Would you please copy out each entry exactly?

DATA RECORDS Start Marker

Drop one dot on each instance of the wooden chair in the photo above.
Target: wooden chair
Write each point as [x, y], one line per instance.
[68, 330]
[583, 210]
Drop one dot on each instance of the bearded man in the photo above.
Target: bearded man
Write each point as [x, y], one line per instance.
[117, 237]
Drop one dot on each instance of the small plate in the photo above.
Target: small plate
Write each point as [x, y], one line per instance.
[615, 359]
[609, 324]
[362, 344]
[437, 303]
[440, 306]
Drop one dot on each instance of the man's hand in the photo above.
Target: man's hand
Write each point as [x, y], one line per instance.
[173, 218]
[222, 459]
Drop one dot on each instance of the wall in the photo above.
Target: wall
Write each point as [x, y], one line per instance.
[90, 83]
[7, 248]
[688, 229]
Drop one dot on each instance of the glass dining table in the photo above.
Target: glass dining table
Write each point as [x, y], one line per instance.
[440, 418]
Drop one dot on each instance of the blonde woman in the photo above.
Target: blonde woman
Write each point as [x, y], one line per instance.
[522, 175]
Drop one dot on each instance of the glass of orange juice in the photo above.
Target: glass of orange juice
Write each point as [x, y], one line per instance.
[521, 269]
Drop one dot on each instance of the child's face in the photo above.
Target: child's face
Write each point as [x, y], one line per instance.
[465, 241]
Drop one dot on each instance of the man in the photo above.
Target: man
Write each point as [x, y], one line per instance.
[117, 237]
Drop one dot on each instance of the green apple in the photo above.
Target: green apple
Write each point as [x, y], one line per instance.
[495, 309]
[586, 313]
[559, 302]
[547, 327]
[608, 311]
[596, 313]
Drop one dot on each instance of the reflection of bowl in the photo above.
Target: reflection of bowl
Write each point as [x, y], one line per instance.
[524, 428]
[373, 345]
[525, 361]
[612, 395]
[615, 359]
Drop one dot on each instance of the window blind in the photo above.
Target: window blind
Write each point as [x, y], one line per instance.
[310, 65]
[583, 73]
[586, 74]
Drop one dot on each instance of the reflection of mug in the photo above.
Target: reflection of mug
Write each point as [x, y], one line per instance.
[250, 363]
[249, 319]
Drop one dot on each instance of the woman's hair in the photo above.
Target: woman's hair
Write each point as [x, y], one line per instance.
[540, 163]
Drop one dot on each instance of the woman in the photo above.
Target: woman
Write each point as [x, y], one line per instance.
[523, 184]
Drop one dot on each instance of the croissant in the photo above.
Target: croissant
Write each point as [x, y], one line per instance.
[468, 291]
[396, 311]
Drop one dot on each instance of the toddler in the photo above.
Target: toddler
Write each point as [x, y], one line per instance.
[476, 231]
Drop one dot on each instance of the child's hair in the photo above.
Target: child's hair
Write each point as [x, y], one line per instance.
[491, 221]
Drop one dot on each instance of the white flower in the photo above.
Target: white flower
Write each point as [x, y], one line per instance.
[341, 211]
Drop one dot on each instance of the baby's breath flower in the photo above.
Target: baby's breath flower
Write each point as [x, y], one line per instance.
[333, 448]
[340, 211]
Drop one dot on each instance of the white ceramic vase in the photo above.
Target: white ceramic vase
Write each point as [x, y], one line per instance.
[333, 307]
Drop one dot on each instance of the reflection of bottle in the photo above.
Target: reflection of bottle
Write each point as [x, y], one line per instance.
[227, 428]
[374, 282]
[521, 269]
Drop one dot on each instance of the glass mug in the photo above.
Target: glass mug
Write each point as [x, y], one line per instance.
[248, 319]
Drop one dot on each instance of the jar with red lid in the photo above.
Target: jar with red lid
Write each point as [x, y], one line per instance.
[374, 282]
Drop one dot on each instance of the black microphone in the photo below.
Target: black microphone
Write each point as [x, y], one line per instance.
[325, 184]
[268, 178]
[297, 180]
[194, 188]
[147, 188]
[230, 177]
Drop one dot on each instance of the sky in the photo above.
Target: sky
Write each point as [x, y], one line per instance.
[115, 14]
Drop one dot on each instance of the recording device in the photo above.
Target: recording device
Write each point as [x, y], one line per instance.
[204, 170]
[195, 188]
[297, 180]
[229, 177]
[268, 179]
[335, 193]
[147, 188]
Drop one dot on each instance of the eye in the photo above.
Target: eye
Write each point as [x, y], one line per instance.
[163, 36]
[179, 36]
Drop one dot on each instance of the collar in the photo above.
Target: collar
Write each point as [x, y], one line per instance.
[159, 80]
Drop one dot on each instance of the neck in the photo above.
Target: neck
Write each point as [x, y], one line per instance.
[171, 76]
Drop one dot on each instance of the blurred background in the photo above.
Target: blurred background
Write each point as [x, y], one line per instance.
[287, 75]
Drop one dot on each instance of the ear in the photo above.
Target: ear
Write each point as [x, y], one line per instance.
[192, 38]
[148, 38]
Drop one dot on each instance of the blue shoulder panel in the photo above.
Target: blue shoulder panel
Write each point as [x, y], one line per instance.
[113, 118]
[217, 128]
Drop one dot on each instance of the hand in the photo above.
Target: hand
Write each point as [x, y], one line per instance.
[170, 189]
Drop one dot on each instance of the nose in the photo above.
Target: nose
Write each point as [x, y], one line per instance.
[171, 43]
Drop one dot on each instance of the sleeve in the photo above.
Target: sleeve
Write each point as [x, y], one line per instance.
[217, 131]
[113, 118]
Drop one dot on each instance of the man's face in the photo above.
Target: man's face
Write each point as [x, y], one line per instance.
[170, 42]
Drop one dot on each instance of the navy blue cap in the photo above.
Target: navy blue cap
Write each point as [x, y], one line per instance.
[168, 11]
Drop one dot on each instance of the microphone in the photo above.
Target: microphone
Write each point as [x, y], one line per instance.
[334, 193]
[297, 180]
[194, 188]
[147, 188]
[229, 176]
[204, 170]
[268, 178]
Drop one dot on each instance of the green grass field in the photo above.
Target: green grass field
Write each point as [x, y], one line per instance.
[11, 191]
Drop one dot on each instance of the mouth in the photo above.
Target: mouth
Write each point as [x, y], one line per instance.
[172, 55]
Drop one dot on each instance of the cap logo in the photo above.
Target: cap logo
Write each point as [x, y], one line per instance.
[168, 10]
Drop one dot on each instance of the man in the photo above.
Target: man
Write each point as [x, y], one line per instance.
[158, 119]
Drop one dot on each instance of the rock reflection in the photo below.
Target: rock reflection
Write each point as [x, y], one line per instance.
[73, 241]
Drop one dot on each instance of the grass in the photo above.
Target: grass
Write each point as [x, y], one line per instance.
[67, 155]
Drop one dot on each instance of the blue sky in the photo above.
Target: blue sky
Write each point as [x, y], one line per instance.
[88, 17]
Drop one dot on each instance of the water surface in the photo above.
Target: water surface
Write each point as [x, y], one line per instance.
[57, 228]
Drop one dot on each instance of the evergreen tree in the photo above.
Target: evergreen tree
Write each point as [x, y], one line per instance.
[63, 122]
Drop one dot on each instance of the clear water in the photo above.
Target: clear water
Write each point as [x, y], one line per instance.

DATA RECORDS End Marker

• WRITTEN ANSWER:
Drop one dot on each instance of the wooden chair in the photo above.
Target: wooden chair
Write each point as [x, y], one line per instance.
[68, 330]
[583, 210]
Drop one dot on each instance of the bearded man in the photo above.
Target: bearded man
Write each point as [x, y], one line per instance.
[117, 237]
Drop one dot on each instance of the small plate in the photo above.
Target: small plate
Write each point as [x, y], one line per instance.
[615, 359]
[609, 324]
[362, 344]
[437, 303]
[440, 306]
Drop one dot on each instance of the man's hand in the photo above.
Target: man's hand
Write each point as [x, y], one line per instance.
[173, 218]
[222, 459]
Drop one dot on each instance of the wall in the photo above.
Target: wall
Write each point as [x, y], one line per instance.
[90, 83]
[7, 248]
[688, 229]
Drop one dot on each instance of the glass dining table in the photo above.
Target: glass dining table
Write each point as [x, y], one line per instance.
[440, 418]
Drop one dot on each instance of the blonde woman in the photo above.
Target: blonde woman
Write each point as [x, y], one line per instance.
[522, 175]
Drop one dot on each instance of the glass of orange juice in the photo above.
Target: glass of orange juice
Write each point as [x, y], one line per instance.
[521, 269]
Drop one dot on each instance of the child's face in the photo above.
Target: child's face
Write each point as [x, y], one line per instance.
[465, 241]
Drop one dot on each instance of the man in the photo above.
Target: man
Write each point as [x, y], one line per instance.
[117, 237]
Drop one dot on each instance of the green apple in the photo above.
Target: green apple
Write each point as [x, y], one line per instance.
[495, 309]
[586, 313]
[559, 302]
[547, 327]
[608, 311]
[596, 313]
Drop one dot on each instance of the reflection of bowl in the photo above.
Target: reflection of bowl
Write each point as [x, y], one line per instance.
[524, 428]
[373, 345]
[525, 361]
[612, 395]
[615, 359]
Drop one dot on each instance of the window blind in the photo above.
Target: window blind
Write each point as [x, y], one line per instance.
[310, 65]
[583, 73]
[586, 74]
Drop one dot on each instance of the reflection of mug in the photo above.
Target: reflection of mug
Write each point as [x, y], one line per instance.
[250, 363]
[249, 319]
Drop one dot on each instance of the woman's hair in the photo above.
Target: woman's hair
Write each point as [x, y], one line per instance.
[540, 163]
Drop one dot on each instance of the woman in the photo above.
Target: woman
Write each point as [x, y], one line per instance.
[523, 184]
Drop one dot on each instance of the croissant in the photo above.
Target: croissant
Write each point as [x, y], one line per instance.
[468, 291]
[396, 311]
Drop one dot on each instance of the toddler in the photo above.
Target: toddler
Write each point as [x, y], one line per instance.
[476, 231]
Drop one dot on each instance of the child's hair in the photo above.
Target: child's hair
Write each point as [x, y], one line per instance.
[491, 221]
Drop one dot on each instance of the white flower in the photo above.
Target: white flower
Write each point as [x, y], one line per instance.
[341, 211]
Drop one dot on each instance of the baby's breath flower in the photo above.
Target: baby's breath flower
Write each point as [x, y], one line per instance.
[333, 448]
[340, 211]
Drop one dot on each instance of the white ceramic vase in the photo above.
Target: white ceramic vase
Write each point as [x, y], one line per instance.
[333, 307]
Drop one dot on each instance of the reflection of bottle in the photo above.
Target: reflection of bottle
Write each point as [x, y], one line per instance.
[227, 428]
[374, 282]
[521, 269]
Drop one dot on each instance of the glass mug in the photo above.
Target: glass mug
Write each point as [x, y], one line per instance.
[248, 319]
Drop one dot on each instance of the jar with red lid in the photo above.
Target: jar with red lid
Write each point as [x, y], one line per instance.
[374, 282]
Drop one dot on each instance of the black microphone in the photo below.
Target: black microphone
Write each point as [x, y], one line per instance.
[325, 184]
[268, 178]
[297, 180]
[194, 188]
[147, 188]
[230, 177]
Drop one dot on each instance of the sky in the photo above.
Target: sky
Write each point as [x, y], one line per instance.
[115, 14]
Drop one dot on each instance of the recording device in the photo above.
Target: recording device
Write each point as [x, y], one line per instance.
[204, 170]
[195, 188]
[297, 180]
[229, 177]
[268, 179]
[335, 193]
[147, 188]
Drop one dot on each instance of the eye in the photo above.
Target: eye
Write each point as [x, y], one line per instance.
[163, 36]
[179, 36]
Drop one dot on each instance of the collar in the photo above.
Target: collar
Write each point as [x, y], one line per instance.
[159, 80]
Drop one dot on each instance of the neck in the photo above.
Target: neck
Write each point as [x, y], one line per instance.
[171, 76]
Drop one dot on each instance of the blurred background in the photo above.
Target: blurred background
Write each point as [x, y], one line per instance.
[287, 75]
Drop one dot on each instance of the ear in the photo above.
Target: ear
Write each point as [x, y], one line per instance.
[192, 38]
[148, 38]
Drop one dot on each instance of the blue shoulder panel in the photo above.
Target: blue shoulder panel
Write each point as [x, y], one line per instance.
[113, 118]
[217, 128]
Drop one dot on each instance of the hand in the photo above.
Target: hand
Write each point as [x, y], one line per instance.
[170, 189]
Drop one dot on each instance of the nose in the photo above.
Target: nose
Write each point as [x, y], one line per instance.
[171, 43]
Drop one dot on each instance of the sleeve in the photo above.
Target: sleeve
Write each point as [x, y], one line per instance.
[217, 131]
[113, 118]
Drop one dot on each instance of the man's face in the photo above.
Target: man's face
Write each point as [x, y], one line per instance.
[170, 42]
Drop one dot on each instance of the navy blue cap in the photo above.
Target: navy blue cap
Write each point as [x, y], one line per instance.
[168, 11]
Drop one dot on each instance of the microphone in the photo above.
Target: microphone
Write each point as [x, y], one line per instance.
[334, 193]
[297, 180]
[194, 188]
[147, 188]
[229, 176]
[204, 170]
[268, 178]
Drop one dot on each instance of the green grass field in the photo above.
Target: green grass field
Write each point as [x, y], one line per instance.
[11, 191]
Drop one dot on each instance of the mouth in the photo above.
Target: mouth
Write each point as [x, y], one line per instance.
[172, 55]
Drop one dot on each instance of the cap logo in the photo above.
Target: cap logo
Write each point as [x, y], one line per instance.
[168, 10]
Drop one dot on each instance of the man in the photo above.
Target: man
Write each point as [x, y], one line per instance.
[158, 119]
Drop one dot on each instance of the rock reflection in the photo below.
Target: rock reflection
Write each point as [x, y], one line per instance.
[73, 241]
Drop one dot on each instance of the grass in the photo above.
Target: grass
Write each point as [x, y], one line per instance.
[67, 155]
Drop one dot on each instance of the blue sky in the photo above.
Target: blue sky
Write each point as [x, y], one line per instance.
[88, 17]
Drop one dot on each instance of the water surface in the photo above.
Target: water surface
Write each point as [x, y], one line per instance.
[57, 228]
Drop one dot on each instance of the evergreen tree in the photo above.
Target: evergreen tree
Write each point as [x, y], one line per instance.
[63, 122]
Drop one dot on each instance of the clear water in the photo above.
Target: clear water
Write each point as [x, y], one line per instance.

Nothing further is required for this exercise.